● **Goal 1**
According to the JA Ranch history, in what season and year did Montie Ritchie come to the ranch?
● **Goal 2**
Extract every line of the entries that contains the string "seated". Case counts.

● **Excerpted passage**
• • •

When Adair died in 1885,
Cornelia continued the partnership with Goodnight. And when
Goodnight wished to end the partnership, Cornelia continued on
as owner of the JA—heavily involved in its management—until she
died in 1921.
Jack Ritchie and Dick Walsh, ca. 1887
Cornelia’s son Jack came to the JA in
1887, working as a cowboy under Goodnight’s management. This was
at the apex of the JAs vast acreage.[2]
Jack soon became the manager of the Tule division, but by 1888
Goodnight demoted him for drinking and gambling with the
cowboys—Jack soon left the ranch, probably at his mother’s
urging. He went to work as a horse-buyer for the New York
Police, purchasing JA horses.
Jack Ritchie, Boer War, 1899
At the outbreak of the Boer War, he
fought with the Leicester Yeomanry in South Africa, where
reportedly the skills with horses practiced at the JA served him
well. Jack died young, in fact just a few years after his
mother, in 1924. But his nostalgia about his time at the JA
influenced his son Montie (born 1910), who said “It was my
father’s stories that did it. He talked to me about the ranch
for 12 years. He said the time spent there was the happiest of
his life.”[3]
Richard, Gabrielle and Montgomery H. W. Ritchie, 1919
Freshly graduated from Cambridge
University, where he studied English Literature and History,
Montie Ritchie came to the ranch in the autumn of 1932. At this
time, the complex estate of Cornelia had not been settled
because the economic and environmental conditions of the
Panhandle prevented the sale of the JA. Ritchie came to learn
ranch work and out of curiosity born of his father’s stories.

• • •

(A series of records)
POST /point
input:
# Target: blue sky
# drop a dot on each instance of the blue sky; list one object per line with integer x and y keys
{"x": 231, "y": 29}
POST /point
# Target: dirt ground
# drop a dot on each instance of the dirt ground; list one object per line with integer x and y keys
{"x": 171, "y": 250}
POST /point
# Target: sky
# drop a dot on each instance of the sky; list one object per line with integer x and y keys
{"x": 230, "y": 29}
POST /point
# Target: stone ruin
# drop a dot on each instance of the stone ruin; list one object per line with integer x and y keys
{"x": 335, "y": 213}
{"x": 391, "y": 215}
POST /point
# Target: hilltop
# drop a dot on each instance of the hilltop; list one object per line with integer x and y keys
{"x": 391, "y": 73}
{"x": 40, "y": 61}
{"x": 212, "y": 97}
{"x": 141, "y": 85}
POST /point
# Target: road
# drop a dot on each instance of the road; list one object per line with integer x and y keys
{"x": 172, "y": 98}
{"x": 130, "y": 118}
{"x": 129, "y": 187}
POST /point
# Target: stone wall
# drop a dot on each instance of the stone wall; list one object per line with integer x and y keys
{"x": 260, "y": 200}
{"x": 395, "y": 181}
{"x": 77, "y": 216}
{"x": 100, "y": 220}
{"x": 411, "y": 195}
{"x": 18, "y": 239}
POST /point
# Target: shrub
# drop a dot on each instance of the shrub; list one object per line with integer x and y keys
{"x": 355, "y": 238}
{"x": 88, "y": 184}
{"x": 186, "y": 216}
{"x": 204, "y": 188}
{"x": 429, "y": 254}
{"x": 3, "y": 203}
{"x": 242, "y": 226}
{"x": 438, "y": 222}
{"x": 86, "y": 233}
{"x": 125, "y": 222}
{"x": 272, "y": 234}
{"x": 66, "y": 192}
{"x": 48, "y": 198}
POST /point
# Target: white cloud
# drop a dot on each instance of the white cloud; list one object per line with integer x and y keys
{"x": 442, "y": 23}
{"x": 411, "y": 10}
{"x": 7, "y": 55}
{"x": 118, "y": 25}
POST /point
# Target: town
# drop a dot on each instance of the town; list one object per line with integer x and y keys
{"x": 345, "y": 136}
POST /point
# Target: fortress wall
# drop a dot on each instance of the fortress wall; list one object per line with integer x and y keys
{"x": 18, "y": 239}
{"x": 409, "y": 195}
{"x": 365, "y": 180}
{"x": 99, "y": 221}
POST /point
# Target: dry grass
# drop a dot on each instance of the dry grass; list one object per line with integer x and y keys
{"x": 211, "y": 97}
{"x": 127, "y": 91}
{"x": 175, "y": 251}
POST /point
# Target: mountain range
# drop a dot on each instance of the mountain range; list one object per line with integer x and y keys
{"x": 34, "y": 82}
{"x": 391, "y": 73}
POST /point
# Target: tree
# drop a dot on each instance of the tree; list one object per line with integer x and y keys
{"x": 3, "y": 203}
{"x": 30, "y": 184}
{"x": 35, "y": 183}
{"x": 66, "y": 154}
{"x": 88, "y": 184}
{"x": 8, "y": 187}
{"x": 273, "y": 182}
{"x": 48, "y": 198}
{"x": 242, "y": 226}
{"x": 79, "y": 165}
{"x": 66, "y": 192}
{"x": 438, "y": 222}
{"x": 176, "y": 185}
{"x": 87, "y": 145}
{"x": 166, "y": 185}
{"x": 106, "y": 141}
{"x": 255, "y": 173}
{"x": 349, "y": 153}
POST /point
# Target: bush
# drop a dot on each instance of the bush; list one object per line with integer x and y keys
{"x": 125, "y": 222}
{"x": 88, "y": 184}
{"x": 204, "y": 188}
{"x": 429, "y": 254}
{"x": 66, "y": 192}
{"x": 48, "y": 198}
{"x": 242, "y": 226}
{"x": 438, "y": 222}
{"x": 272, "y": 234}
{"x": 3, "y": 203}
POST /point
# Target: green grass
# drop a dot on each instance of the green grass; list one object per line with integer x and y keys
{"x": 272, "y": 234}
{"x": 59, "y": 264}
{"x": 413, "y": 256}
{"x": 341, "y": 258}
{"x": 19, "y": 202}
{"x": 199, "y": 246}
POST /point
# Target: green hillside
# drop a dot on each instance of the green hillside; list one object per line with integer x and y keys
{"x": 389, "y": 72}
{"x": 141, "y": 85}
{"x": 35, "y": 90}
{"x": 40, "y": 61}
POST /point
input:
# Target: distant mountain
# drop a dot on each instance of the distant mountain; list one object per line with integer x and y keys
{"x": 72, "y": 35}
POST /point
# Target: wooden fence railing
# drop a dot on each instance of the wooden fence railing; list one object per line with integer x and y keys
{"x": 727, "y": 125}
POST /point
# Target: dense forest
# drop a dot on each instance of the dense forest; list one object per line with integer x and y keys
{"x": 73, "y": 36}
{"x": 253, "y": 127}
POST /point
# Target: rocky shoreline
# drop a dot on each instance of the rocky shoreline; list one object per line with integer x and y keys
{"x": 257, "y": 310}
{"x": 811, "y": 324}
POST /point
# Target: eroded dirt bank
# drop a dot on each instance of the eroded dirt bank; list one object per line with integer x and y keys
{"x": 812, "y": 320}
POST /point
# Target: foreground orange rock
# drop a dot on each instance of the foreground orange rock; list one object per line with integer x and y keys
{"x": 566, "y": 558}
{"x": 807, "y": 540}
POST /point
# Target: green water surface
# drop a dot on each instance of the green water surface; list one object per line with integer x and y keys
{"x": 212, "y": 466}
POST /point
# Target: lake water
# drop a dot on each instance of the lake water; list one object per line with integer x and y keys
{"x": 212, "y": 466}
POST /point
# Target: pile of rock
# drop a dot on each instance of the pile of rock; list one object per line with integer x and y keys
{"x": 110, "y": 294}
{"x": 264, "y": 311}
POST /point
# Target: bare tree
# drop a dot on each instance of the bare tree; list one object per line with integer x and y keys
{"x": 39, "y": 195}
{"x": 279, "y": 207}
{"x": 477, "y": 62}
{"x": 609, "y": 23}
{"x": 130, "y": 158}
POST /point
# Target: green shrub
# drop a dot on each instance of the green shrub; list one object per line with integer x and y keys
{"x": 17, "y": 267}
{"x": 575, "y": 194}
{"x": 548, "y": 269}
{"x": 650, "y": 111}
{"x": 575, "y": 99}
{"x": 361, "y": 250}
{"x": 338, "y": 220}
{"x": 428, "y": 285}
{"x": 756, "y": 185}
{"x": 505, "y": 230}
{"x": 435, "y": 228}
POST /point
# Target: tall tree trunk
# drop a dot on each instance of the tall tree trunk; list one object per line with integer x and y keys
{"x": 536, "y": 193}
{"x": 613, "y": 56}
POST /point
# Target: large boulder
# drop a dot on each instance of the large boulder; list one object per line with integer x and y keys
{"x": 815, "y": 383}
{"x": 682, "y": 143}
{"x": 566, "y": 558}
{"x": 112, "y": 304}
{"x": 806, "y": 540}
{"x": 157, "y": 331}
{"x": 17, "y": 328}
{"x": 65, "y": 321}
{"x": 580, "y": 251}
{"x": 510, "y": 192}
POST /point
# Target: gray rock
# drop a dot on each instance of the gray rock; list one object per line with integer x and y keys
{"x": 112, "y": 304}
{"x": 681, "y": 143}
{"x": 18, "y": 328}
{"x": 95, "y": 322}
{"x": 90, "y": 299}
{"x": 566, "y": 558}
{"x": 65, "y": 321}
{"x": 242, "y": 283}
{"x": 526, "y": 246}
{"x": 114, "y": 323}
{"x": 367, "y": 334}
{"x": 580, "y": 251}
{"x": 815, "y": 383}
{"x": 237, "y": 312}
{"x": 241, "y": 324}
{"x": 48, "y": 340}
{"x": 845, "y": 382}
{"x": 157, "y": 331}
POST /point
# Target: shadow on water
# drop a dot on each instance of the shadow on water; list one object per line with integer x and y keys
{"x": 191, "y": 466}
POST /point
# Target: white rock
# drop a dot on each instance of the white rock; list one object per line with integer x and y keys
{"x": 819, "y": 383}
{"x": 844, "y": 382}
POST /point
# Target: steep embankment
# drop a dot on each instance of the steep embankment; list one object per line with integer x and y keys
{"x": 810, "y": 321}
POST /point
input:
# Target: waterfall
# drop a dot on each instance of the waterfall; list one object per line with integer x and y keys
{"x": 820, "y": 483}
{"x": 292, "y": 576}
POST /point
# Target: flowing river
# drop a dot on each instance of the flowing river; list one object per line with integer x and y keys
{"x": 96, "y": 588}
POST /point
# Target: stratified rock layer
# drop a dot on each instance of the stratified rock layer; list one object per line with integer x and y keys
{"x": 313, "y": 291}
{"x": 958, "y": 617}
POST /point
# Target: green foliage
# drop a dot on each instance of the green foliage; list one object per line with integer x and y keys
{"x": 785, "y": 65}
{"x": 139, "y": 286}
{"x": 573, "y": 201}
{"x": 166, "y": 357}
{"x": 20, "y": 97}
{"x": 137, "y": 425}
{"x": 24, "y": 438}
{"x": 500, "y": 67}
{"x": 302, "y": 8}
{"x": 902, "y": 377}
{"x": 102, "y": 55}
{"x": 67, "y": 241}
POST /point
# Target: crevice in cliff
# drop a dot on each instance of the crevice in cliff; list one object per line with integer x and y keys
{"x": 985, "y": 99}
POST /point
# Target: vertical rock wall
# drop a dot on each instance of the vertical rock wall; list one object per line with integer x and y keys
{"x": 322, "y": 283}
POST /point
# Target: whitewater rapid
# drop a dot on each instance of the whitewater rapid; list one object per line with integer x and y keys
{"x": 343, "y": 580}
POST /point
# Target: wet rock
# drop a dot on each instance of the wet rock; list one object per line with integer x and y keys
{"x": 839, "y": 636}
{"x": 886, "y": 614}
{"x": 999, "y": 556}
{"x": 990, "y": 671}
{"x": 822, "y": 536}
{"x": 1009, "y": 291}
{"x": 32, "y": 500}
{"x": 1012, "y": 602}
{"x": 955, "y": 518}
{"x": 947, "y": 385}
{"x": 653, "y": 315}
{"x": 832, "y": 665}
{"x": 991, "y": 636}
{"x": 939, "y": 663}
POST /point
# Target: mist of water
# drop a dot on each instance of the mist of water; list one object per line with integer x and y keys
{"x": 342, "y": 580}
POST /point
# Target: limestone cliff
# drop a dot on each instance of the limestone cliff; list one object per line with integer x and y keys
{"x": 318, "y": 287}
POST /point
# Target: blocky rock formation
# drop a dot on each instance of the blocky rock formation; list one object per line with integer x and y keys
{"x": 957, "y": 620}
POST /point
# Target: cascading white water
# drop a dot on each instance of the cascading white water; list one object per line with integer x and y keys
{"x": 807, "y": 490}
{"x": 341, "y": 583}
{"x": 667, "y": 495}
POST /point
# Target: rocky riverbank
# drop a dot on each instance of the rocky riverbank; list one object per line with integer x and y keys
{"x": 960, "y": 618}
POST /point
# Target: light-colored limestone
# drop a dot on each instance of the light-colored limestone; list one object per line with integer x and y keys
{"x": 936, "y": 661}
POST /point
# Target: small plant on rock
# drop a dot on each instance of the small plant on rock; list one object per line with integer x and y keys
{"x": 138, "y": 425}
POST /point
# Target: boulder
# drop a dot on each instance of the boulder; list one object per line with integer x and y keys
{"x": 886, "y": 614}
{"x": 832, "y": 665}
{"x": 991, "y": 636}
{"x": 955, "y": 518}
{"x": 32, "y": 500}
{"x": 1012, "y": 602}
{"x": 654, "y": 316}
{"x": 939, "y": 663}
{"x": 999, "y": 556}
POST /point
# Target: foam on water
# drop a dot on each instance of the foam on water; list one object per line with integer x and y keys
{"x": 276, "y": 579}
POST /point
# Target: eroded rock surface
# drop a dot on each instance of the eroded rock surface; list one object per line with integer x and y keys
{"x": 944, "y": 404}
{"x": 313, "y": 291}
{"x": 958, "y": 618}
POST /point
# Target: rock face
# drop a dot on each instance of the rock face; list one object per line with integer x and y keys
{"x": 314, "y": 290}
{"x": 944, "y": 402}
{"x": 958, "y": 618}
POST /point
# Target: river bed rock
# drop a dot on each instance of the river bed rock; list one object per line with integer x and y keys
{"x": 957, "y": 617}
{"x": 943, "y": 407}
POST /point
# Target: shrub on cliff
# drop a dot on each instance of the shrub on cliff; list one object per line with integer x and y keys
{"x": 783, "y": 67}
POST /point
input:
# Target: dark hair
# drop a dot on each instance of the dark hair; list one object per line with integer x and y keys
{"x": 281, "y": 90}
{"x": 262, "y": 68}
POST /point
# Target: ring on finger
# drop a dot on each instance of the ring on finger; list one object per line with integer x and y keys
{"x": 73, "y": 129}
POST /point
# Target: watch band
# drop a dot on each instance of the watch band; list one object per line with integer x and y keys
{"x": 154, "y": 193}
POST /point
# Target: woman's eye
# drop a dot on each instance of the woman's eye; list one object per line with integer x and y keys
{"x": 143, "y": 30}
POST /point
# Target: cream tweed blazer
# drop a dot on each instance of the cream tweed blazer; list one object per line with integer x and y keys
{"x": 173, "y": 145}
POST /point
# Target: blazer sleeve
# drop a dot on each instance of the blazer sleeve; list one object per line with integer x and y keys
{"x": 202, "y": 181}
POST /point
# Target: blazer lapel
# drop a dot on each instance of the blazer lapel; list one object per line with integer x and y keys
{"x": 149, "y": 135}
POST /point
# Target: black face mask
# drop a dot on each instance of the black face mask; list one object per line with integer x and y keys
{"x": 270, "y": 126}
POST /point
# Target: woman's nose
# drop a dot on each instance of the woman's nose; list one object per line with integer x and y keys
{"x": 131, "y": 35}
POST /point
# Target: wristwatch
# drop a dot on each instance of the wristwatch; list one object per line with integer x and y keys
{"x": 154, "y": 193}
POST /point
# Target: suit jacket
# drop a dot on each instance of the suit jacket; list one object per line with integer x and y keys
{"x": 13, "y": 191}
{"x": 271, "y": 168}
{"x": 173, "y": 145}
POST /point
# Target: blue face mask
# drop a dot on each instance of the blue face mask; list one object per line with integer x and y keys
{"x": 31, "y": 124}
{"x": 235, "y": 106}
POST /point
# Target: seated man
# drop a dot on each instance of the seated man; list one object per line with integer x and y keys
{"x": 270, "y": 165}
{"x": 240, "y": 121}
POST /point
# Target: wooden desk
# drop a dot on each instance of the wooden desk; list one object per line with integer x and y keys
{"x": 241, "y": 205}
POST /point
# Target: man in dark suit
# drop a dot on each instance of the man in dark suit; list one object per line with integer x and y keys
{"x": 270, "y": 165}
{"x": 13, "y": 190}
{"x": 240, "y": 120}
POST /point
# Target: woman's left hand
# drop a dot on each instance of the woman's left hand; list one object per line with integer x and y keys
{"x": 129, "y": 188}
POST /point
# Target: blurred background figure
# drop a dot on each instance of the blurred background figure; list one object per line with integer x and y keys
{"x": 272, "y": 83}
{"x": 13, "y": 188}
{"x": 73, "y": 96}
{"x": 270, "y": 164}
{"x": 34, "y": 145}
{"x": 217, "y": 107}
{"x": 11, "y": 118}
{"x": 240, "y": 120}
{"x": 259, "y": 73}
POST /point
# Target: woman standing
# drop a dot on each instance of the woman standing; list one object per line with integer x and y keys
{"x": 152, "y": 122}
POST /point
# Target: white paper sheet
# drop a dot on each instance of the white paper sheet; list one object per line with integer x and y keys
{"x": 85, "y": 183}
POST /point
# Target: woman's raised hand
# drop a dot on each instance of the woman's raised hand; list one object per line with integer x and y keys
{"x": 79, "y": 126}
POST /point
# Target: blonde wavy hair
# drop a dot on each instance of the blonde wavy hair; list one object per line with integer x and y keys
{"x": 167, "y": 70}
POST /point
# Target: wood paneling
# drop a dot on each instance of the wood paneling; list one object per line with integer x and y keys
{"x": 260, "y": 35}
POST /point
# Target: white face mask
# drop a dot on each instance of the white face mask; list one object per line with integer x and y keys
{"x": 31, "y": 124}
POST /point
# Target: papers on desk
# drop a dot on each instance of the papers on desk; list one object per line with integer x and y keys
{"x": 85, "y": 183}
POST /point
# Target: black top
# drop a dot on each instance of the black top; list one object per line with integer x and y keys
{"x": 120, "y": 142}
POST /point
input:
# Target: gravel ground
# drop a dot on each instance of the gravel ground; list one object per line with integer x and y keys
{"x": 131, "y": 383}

• • •

● **Complete answer 1**
He came in the autumn of 1932.

● **Complete answer 2**
# Target: seated man
# drop a dot on each instance of the seated man; list one object per line with integer x and y keys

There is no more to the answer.